» **PROVIDED INFORMATION**:
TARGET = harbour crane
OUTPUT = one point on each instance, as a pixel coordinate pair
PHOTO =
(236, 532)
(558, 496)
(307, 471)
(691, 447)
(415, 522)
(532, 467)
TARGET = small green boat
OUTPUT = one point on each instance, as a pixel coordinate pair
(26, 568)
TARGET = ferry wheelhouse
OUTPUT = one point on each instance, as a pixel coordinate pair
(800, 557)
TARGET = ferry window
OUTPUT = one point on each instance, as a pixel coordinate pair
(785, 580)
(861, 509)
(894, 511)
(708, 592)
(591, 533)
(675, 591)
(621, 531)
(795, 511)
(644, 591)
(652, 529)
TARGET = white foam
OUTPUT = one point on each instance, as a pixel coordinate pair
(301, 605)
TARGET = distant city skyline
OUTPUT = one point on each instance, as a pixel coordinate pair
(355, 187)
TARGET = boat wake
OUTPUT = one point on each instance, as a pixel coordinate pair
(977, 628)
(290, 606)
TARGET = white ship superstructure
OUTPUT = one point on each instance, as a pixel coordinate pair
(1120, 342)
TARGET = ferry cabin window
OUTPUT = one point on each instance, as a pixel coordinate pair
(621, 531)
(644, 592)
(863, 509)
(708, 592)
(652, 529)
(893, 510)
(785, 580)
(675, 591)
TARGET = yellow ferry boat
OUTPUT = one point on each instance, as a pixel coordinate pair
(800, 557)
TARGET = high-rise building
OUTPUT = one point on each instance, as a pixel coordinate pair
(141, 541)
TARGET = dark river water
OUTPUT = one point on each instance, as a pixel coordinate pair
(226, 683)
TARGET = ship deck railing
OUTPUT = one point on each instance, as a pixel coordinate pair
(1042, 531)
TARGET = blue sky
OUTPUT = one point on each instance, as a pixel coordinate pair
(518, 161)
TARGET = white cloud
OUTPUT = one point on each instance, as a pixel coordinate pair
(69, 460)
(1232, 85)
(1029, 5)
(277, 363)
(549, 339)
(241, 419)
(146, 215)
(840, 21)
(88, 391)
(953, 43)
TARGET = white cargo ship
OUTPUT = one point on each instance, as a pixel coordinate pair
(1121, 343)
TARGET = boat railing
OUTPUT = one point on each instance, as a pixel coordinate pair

» **STATED EXERCISE**: Write out the lines starting with the line that contains "TARGET = boat railing" and going on through the end of the records, both included.

» **COMPLETED TASK**:
TARGET = boat railing
OUTPUT = one point on each instance, as a pixel coordinate pair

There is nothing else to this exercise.